▶ **Instruction**:
Copy the items below word for word, keeping every line as it is.

▶ **Input rows**:

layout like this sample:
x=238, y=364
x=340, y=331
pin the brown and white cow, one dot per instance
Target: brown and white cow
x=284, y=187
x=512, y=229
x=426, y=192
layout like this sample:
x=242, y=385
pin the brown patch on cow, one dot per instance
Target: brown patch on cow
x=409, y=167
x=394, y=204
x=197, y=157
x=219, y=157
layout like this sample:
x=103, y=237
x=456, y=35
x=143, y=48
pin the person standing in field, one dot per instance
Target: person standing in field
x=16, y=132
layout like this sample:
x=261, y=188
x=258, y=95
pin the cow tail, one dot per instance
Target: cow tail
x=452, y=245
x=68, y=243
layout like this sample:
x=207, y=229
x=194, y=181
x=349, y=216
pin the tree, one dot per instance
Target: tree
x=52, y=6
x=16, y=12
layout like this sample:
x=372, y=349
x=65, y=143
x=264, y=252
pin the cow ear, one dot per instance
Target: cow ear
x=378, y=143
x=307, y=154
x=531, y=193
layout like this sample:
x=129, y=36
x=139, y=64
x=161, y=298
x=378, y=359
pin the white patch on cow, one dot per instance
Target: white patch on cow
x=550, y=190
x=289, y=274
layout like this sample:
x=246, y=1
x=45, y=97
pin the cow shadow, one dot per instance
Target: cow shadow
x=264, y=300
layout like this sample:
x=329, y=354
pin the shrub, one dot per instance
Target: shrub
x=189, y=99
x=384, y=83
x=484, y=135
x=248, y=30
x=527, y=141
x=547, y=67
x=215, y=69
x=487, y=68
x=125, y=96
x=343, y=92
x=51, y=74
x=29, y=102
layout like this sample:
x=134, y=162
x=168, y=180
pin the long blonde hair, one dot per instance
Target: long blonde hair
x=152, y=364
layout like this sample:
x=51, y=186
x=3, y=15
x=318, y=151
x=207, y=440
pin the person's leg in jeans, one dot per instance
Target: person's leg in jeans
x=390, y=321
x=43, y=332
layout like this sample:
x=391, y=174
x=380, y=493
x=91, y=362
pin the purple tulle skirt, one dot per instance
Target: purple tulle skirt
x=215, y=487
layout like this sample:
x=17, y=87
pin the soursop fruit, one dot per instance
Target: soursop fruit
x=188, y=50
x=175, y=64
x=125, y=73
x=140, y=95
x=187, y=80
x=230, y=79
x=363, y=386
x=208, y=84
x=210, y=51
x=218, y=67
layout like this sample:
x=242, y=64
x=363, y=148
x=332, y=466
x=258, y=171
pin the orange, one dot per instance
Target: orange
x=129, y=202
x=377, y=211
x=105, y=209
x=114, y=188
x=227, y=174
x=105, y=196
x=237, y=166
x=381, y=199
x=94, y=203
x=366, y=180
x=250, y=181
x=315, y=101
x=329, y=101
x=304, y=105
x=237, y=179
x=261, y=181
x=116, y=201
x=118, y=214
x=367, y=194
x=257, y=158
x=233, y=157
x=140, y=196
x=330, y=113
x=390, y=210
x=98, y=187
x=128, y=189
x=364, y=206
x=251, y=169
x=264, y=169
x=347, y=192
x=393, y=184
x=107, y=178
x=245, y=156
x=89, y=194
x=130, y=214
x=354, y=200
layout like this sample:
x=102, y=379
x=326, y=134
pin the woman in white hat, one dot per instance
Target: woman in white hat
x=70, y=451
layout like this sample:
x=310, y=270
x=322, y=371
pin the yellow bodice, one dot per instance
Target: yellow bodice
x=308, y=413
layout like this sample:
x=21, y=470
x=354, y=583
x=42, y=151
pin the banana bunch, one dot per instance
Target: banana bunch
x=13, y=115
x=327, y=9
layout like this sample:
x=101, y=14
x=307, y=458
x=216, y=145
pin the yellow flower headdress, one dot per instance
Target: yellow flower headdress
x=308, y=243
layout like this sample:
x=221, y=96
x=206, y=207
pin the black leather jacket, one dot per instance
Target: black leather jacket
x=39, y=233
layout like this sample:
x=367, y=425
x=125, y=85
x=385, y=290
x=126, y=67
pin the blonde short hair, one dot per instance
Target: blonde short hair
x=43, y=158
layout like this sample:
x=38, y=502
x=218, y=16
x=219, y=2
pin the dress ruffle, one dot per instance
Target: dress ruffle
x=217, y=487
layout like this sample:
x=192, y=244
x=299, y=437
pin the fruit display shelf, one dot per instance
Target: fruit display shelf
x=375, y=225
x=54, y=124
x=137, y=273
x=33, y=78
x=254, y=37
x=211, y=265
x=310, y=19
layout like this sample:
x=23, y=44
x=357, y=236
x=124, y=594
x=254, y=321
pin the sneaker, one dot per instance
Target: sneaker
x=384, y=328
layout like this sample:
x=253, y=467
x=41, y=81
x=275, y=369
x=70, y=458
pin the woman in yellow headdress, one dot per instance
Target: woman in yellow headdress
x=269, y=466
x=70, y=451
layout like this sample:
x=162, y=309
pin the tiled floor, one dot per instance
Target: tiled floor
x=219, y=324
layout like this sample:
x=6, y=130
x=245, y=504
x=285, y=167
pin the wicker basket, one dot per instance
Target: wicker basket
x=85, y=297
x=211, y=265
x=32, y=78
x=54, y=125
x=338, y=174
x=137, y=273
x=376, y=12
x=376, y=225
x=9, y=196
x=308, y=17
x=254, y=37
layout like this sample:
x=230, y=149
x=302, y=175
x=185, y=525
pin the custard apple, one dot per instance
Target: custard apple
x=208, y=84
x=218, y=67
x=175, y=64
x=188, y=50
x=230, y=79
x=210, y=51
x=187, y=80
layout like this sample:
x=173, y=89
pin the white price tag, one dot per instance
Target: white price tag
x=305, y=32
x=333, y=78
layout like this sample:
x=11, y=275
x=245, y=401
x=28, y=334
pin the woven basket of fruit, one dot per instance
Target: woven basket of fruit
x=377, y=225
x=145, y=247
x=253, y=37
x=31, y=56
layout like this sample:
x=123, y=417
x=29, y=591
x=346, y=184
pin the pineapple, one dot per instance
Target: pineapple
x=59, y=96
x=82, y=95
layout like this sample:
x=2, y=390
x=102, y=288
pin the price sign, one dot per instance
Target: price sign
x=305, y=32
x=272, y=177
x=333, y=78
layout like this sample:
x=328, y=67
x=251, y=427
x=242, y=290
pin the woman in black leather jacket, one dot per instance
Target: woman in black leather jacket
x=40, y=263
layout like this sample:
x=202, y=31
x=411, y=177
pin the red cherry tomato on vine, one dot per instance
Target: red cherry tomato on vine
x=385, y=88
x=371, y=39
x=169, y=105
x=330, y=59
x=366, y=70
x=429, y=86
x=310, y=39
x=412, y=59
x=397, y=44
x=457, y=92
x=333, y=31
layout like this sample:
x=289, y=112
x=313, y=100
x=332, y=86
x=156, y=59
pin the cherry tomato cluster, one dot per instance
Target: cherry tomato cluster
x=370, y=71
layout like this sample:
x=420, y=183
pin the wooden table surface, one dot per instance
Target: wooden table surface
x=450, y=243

▶ **Response to this exercise**:
layout like this sample:
x=238, y=364
x=340, y=331
pin the brown and white cow, one dot per instance
Target: brown and white cow
x=284, y=187
x=512, y=229
x=426, y=192
layout like this sample:
x=242, y=385
pin the brown patch on cow, one dot per instance
Target: brown patch on cow
x=409, y=167
x=394, y=204
x=197, y=157
x=219, y=157
layout like this sample:
x=103, y=237
x=456, y=35
x=143, y=48
pin the person standing in field, one dot per instance
Target: person standing in field
x=16, y=132
layout like this sample:
x=261, y=188
x=258, y=95
pin the cow tail, one dot per instance
Target: cow tail
x=452, y=245
x=68, y=243
layout like this sample:
x=207, y=229
x=194, y=181
x=349, y=216
pin the tree, one dot per instance
Target: tree
x=52, y=6
x=16, y=12
layout like this sample:
x=372, y=349
x=65, y=143
x=264, y=252
pin the cow ear, one dot per instance
Target: cow ear
x=378, y=143
x=307, y=154
x=531, y=193
layout like this sample:
x=129, y=36
x=139, y=64
x=161, y=298
x=378, y=359
pin the white patch on cow, one dot per instance
Target: white patch on cow
x=550, y=190
x=289, y=274
layout like this sample:
x=246, y=1
x=45, y=97
pin the cow shadow, one dot per instance
Target: cow shadow
x=264, y=300
layout like this sample:
x=329, y=354
pin the shrub, one dot per instance
Target: shrub
x=189, y=99
x=384, y=83
x=484, y=135
x=248, y=30
x=527, y=141
x=547, y=67
x=215, y=69
x=487, y=68
x=125, y=96
x=343, y=92
x=51, y=74
x=29, y=102
layout like this sample:
x=134, y=162
x=168, y=180
pin the long blonde hair, one dot per instance
Target: long blonde hair
x=152, y=364
layout like this sample:
x=51, y=186
x=3, y=15
x=318, y=151
x=207, y=440
pin the person's leg in jeans, one dot per instance
Target: person's leg in jeans
x=390, y=321
x=43, y=332
layout like this sample:
x=391, y=174
x=380, y=493
x=91, y=362
pin the purple tulle skirt, one dot per instance
Target: purple tulle skirt
x=215, y=487
layout like this sample:
x=17, y=87
pin the soursop fruit, one dot per instance
Target: soursop fruit
x=188, y=50
x=175, y=64
x=125, y=73
x=140, y=95
x=187, y=80
x=230, y=79
x=363, y=386
x=208, y=84
x=210, y=51
x=218, y=67
layout like this sample:
x=242, y=64
x=363, y=148
x=332, y=466
x=258, y=171
pin the orange, one dot per instance
Target: orange
x=129, y=202
x=377, y=211
x=105, y=209
x=114, y=188
x=227, y=174
x=105, y=196
x=237, y=166
x=381, y=199
x=94, y=203
x=366, y=180
x=250, y=181
x=315, y=101
x=329, y=101
x=304, y=105
x=237, y=179
x=261, y=181
x=116, y=201
x=118, y=214
x=367, y=194
x=257, y=158
x=233, y=157
x=140, y=196
x=330, y=113
x=390, y=210
x=98, y=187
x=128, y=189
x=364, y=206
x=251, y=169
x=264, y=169
x=347, y=192
x=393, y=184
x=107, y=178
x=245, y=156
x=89, y=194
x=130, y=214
x=354, y=200
layout like this sample:
x=102, y=379
x=326, y=134
pin the woman in white hat, one dot per instance
Target: woman in white hat
x=70, y=451
layout like this sample:
x=310, y=270
x=322, y=371
pin the yellow bodice, one dot per instance
Target: yellow bodice
x=308, y=413
layout like this sample:
x=21, y=470
x=354, y=583
x=42, y=151
pin the banana bunch, one dot per instance
Target: banana bunch
x=13, y=115
x=327, y=9
layout like this sample:
x=101, y=14
x=307, y=458
x=216, y=145
pin the yellow flower headdress, one dot per instance
Target: yellow flower headdress
x=308, y=243
layout like this sample:
x=221, y=96
x=206, y=207
pin the black leather jacket, one dot per instance
Target: black leather jacket
x=39, y=233
layout like this sample:
x=367, y=425
x=125, y=85
x=385, y=290
x=126, y=67
pin the blonde short hair, one dot per instance
Target: blonde short hair
x=43, y=158
layout like this sample:
x=38, y=502
x=218, y=16
x=219, y=2
pin the dress ruffle, one dot per instance
Target: dress ruffle
x=217, y=487
layout like this sample:
x=192, y=244
x=299, y=437
pin the fruit display shelf, one dot per instance
Target: fruit display shelf
x=375, y=225
x=54, y=124
x=137, y=273
x=33, y=78
x=254, y=37
x=211, y=265
x=310, y=19
layout like this sample:
x=23, y=44
x=357, y=236
x=124, y=594
x=254, y=321
pin the sneaker, one dot per instance
Target: sneaker
x=384, y=328
layout like this sample:
x=253, y=467
x=41, y=81
x=275, y=369
x=70, y=458
pin the woman in yellow headdress, one dot per instance
Target: woman in yellow headdress
x=269, y=466
x=70, y=451
layout like this sample:
x=162, y=309
pin the tiled floor, one dot per instance
Target: tiled floor
x=219, y=324
layout like this sample:
x=6, y=130
x=245, y=504
x=285, y=167
pin the wicker basket, one dot per instance
Target: wicker basket
x=85, y=297
x=211, y=265
x=32, y=78
x=54, y=125
x=338, y=174
x=137, y=273
x=376, y=12
x=376, y=225
x=9, y=196
x=308, y=17
x=254, y=37
layout like this sample:
x=230, y=149
x=302, y=175
x=185, y=525
pin the custard apple, one dot per instance
Target: custard apple
x=208, y=84
x=218, y=67
x=175, y=64
x=188, y=50
x=230, y=79
x=210, y=51
x=187, y=80
layout like this sample:
x=173, y=89
pin the white price tag, one dot per instance
Target: white price tag
x=305, y=32
x=333, y=78
layout like this sample:
x=11, y=275
x=245, y=401
x=28, y=334
pin the woven basket of fruit, one dot per instance
Target: woven basket of fruit
x=377, y=225
x=145, y=247
x=253, y=37
x=31, y=56
layout like this sample:
x=123, y=417
x=29, y=591
x=346, y=184
pin the pineapple, one dot per instance
Target: pineapple
x=59, y=96
x=82, y=95
layout like this sample:
x=2, y=390
x=102, y=288
pin the price sign, one dot per instance
Target: price sign
x=305, y=32
x=272, y=177
x=333, y=78
layout like this sample:
x=328, y=67
x=251, y=427
x=242, y=290
pin the woman in black leather jacket, one dot per instance
Target: woman in black leather jacket
x=40, y=263
layout like this sample:
x=202, y=31
x=411, y=177
pin the red cherry tomato on vine, one dot per instance
Target: red cherry tomato on vine
x=385, y=88
x=371, y=39
x=169, y=105
x=330, y=59
x=366, y=70
x=429, y=86
x=310, y=39
x=412, y=59
x=397, y=44
x=457, y=92
x=333, y=31
layout like this sample:
x=289, y=112
x=313, y=100
x=332, y=86
x=156, y=59
pin the cherry tomato cluster, one dot per instance
Target: cherry tomato cluster
x=370, y=71
layout like this sample:
x=420, y=183
pin the wooden table surface, one dot per instance
Target: wooden table surface
x=450, y=243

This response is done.